◆ **Set task**: Which lines of the records contain the word "Query"? Pick out each of them and copy it, treating uppercase and lowercase as different.

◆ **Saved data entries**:
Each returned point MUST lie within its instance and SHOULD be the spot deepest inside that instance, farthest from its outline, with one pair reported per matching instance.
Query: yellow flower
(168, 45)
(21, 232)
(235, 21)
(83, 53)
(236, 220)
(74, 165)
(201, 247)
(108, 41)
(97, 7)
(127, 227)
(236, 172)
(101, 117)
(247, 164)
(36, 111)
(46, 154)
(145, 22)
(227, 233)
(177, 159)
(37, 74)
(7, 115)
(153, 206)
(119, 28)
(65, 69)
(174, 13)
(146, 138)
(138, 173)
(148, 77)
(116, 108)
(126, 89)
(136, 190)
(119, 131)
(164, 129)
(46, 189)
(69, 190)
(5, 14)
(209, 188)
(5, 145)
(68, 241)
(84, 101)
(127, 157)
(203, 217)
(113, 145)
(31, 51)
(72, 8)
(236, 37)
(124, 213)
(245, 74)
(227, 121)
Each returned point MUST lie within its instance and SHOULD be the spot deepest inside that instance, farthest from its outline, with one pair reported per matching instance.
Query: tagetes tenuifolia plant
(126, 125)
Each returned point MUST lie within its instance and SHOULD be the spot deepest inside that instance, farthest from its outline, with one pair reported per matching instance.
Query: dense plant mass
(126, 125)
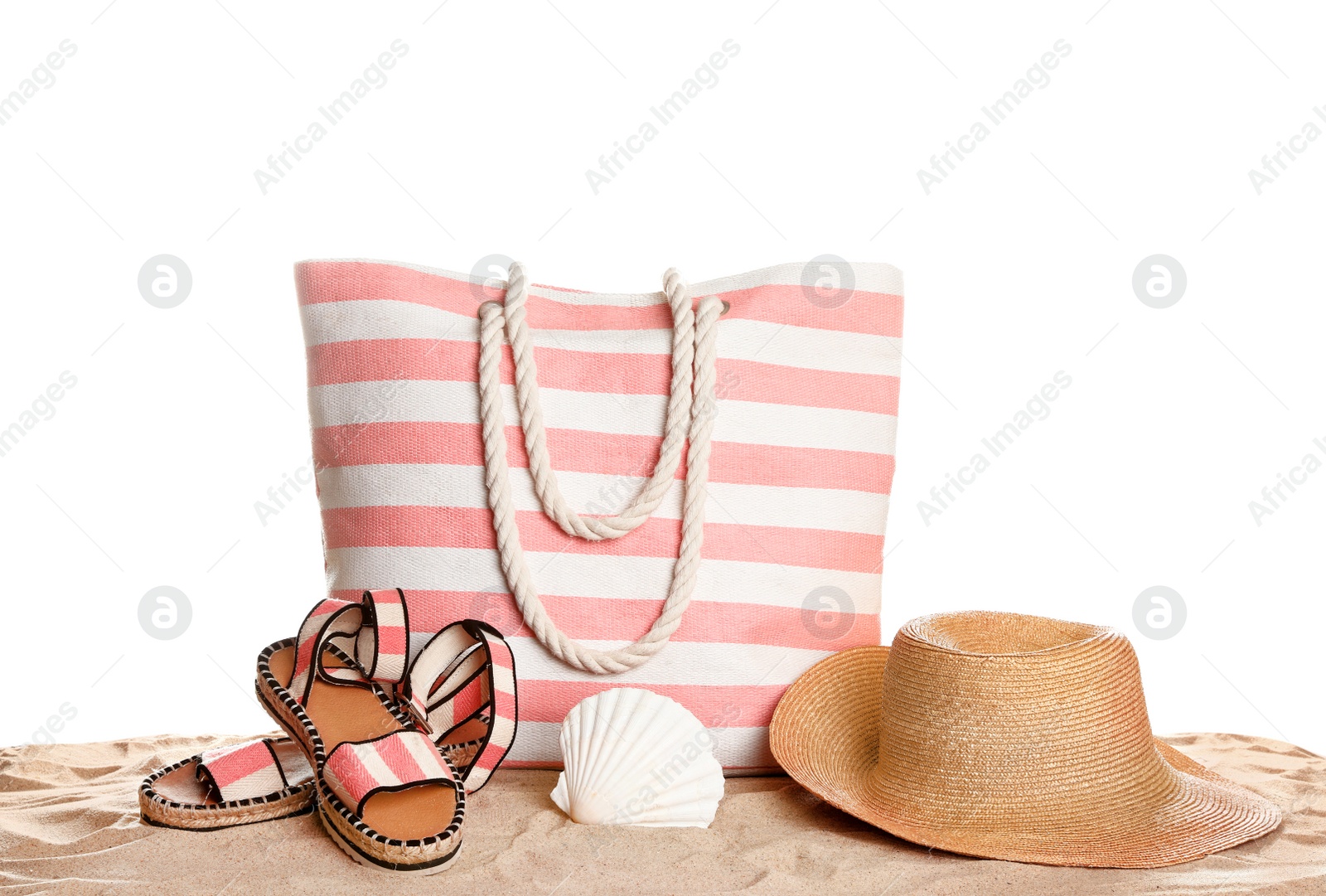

◆ **Written solution**:
Query: yellow flower
Query: tagetes tenuifolia plant
Query: dense plant mass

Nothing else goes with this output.